Jobs
1. In the forum thread on keeping roosters friendly, which kind of rooster does Mini Goat Lover recommend?
2. List every chicken breed or type named in the forum thread on keeping roosters friendly.
3. Continue the forum thread on keeping roosters friendly, starting after its last post.

Excerpt to read

>> Start

# How do you keep your roosters friendly?



## Paige

I tried to keep a rooster once but he just got really nasty to the point that I had to take a big club out with me when I went to feed them. The roo I had was a Cornish cross and I have 4 red comet pullets. I was going for a meat/egg cross. Are laying roosters more mannerly? Or are they all mean to some extent? I would really like to have some baby chicks that I don't have to get from the feed store. I think it would be do cut to have mama chickens running around with their babies! Also, could I just barrow a rooster from a friend for a while or would they not want to mate to a rooster that they don't know? I really am not able to keep a big loud rooster around all the time. I would love to but I have too many close neighbors. Thanks for the help!


----------



## Mini Goat Lover

We have a Silkie rooster that we raised from a chick and he is very sweet and has never tried to attack us. I would recommend a Silkie rooster to anyone.


----------



## 4hmama

Honestly, I think they either are or they aren't. We have standard size layers, and I have hatched some that have been great, and others that should be tender for the pot...we have whacked them so many times! Hatchery chicks have been the same way...some good, some bad. Weed out the bad ones...it's not worth getting hurt over, and you CAN get hurt!

>> End

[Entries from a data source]
>> Start

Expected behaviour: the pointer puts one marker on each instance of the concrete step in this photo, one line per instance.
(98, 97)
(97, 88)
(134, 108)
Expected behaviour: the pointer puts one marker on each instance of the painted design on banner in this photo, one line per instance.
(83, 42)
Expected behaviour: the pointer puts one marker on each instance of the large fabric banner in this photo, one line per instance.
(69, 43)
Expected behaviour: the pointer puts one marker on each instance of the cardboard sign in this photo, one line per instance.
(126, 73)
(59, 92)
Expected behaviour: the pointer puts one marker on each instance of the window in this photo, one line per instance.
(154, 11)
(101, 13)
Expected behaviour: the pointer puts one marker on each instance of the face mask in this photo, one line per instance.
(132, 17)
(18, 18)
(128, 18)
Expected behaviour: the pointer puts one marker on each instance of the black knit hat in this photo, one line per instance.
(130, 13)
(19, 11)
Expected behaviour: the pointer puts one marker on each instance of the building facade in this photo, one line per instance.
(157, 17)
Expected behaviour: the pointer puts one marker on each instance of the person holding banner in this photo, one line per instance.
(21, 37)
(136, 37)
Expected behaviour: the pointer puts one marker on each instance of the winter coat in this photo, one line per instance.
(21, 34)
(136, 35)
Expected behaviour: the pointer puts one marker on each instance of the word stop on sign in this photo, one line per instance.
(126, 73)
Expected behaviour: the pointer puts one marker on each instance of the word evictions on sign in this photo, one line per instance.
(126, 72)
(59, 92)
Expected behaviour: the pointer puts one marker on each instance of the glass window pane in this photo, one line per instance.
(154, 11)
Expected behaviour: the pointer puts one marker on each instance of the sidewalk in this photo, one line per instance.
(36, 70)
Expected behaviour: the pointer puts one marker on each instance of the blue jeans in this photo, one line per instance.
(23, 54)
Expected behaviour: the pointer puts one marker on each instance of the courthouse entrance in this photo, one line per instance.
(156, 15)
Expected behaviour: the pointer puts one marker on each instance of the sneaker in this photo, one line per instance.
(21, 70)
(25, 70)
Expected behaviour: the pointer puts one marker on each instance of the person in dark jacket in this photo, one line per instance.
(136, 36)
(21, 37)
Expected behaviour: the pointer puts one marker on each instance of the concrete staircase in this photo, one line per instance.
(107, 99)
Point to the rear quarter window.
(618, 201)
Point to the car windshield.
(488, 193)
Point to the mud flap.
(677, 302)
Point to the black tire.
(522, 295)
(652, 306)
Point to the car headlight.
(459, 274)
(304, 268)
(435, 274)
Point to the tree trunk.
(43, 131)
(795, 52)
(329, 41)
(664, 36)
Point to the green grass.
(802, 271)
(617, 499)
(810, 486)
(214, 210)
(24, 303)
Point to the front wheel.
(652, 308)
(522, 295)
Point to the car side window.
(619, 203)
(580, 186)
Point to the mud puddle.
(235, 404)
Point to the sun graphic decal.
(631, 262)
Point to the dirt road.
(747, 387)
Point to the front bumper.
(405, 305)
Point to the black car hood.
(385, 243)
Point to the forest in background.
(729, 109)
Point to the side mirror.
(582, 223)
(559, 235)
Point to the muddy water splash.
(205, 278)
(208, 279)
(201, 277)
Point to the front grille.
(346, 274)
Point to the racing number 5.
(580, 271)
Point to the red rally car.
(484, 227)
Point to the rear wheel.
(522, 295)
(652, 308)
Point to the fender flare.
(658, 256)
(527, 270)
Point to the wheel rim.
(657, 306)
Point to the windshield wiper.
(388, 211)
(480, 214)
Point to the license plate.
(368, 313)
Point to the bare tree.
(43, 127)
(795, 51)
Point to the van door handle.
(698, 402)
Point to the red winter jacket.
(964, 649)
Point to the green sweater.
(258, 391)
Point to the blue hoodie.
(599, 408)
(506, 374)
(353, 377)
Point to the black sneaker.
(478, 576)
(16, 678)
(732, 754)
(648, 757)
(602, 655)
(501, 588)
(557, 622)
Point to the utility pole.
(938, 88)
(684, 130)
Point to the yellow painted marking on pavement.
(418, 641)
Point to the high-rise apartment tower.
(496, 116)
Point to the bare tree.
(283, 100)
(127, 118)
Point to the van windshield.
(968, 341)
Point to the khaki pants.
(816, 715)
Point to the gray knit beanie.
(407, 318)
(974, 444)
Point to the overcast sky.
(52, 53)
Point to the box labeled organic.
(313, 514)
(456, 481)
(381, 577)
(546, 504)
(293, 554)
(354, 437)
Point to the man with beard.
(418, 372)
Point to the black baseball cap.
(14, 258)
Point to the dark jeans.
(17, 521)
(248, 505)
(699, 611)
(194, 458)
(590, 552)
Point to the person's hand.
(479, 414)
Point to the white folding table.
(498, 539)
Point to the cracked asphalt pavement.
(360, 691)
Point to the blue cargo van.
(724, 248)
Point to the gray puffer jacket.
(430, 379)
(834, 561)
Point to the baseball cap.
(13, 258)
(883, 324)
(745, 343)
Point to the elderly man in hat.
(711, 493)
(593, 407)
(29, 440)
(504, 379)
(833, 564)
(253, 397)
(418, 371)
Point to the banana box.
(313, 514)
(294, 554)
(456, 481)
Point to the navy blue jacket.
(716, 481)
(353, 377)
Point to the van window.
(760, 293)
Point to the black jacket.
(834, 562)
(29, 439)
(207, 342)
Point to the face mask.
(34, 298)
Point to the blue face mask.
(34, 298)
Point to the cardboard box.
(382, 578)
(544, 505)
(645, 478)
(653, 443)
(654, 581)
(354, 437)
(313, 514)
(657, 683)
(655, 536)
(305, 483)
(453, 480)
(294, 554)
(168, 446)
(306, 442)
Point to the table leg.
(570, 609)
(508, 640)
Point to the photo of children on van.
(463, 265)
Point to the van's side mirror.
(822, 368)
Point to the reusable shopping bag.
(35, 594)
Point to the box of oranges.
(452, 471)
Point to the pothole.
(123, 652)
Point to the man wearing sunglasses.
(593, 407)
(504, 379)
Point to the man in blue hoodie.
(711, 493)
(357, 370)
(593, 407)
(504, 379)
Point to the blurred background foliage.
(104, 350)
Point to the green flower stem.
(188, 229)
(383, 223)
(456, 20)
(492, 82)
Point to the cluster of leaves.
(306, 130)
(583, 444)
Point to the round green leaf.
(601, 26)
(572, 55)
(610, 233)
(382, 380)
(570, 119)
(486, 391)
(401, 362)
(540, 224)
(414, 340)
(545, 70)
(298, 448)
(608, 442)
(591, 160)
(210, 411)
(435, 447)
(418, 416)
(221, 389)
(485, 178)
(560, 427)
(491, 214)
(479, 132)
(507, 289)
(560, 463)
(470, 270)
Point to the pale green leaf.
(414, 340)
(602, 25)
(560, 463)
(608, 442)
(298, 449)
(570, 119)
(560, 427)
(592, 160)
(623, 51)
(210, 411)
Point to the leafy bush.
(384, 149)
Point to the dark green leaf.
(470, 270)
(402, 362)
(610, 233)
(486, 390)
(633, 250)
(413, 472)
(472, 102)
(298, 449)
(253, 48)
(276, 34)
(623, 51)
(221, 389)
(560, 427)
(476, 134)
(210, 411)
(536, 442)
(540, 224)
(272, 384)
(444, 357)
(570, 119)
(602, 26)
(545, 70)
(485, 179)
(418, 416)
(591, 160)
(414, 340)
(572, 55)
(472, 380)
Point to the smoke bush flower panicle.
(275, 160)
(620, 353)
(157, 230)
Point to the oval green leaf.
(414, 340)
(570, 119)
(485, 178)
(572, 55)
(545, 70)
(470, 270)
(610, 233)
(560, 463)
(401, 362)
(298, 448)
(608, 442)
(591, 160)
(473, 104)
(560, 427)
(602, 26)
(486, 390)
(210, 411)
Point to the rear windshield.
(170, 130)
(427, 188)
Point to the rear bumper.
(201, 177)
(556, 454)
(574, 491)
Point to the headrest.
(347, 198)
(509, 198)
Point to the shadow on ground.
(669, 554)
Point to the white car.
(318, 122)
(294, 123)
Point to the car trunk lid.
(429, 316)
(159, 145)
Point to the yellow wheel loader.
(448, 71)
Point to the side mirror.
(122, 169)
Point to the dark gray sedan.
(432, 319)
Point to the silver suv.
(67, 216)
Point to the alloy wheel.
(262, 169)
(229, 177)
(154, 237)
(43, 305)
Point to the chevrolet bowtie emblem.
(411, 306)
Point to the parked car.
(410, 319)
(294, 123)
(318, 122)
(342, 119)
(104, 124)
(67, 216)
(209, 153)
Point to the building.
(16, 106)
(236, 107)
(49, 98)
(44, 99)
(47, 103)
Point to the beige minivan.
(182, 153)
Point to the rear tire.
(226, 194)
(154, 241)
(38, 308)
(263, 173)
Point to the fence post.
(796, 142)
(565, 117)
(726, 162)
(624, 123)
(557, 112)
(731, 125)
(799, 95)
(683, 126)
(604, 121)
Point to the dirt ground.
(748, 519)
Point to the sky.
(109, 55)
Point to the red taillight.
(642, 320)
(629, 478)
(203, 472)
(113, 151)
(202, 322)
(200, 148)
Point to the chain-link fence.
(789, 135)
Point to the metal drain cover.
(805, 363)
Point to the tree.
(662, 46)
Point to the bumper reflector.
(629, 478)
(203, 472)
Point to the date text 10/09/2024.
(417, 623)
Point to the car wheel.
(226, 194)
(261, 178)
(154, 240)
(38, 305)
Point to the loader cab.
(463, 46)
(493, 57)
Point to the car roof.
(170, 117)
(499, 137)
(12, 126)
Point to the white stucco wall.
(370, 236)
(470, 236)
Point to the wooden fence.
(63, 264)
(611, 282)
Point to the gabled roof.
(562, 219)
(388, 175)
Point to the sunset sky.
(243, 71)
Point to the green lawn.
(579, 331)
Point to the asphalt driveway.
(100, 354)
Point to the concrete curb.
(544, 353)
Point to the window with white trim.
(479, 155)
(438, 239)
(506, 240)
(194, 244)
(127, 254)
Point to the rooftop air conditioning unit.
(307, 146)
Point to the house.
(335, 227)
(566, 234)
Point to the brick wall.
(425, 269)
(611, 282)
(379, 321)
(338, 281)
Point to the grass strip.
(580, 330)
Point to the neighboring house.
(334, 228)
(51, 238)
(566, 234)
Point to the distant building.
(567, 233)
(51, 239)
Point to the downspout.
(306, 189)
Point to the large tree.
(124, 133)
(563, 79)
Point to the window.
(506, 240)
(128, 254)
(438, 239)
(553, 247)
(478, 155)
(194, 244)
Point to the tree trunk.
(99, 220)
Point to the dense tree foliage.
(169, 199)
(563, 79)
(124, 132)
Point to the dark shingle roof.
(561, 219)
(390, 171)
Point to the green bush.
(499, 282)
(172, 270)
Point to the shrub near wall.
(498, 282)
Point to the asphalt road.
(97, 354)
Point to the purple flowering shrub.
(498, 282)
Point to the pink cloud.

>> End

Answers for the exercise
1. A Silkie rooster.

2. Cornish cross, red comet, Silkie

3.
----------



## JessaLynn

I agree..regardless of the breed or you raise them yourself..it doesn't matter. If we get a mean one they go into the stew pot.They can do some serious damage so nothing to mess around with. So far I have never came acrossed a mean barred rock roo and I have raised over 15 different breeds and to me they seem to be the most docile and dual purpose.


----------



## KatieT

I do think that the breed has something to do with it, although there is ALOT of variation between individuals. I would look for a larger dual purpose breed that's known for being docile, such as an Orpington or Brahma. You can often find very cheap roosters for sale on Craigslist (some of very nice quality), or you certainly could borrow one, although you would need to keep him for quite awhile to make sure that your hens' eggs are fertile, and to wait for one of them to go broody. The hens might beat up on him a bit in the beginning while they get their pecking order worked out, but after that he should be able to breed them without a problem. 

I have three roosters: one Orpington and two Wheaten Ameraucanas, and they have never behaved aggressively toward me. I make sure to treat them with respect, and I don't really handle them that often. When I'm out at the barn, they ignore me and I ignore them. A rooster that is chased or kicked at will see you as a threat, and that will make their behavior worse. Of course, some roosters are just mean. I have no tolerance for aggressive roosters and I would certainly cull any. 

Good luck!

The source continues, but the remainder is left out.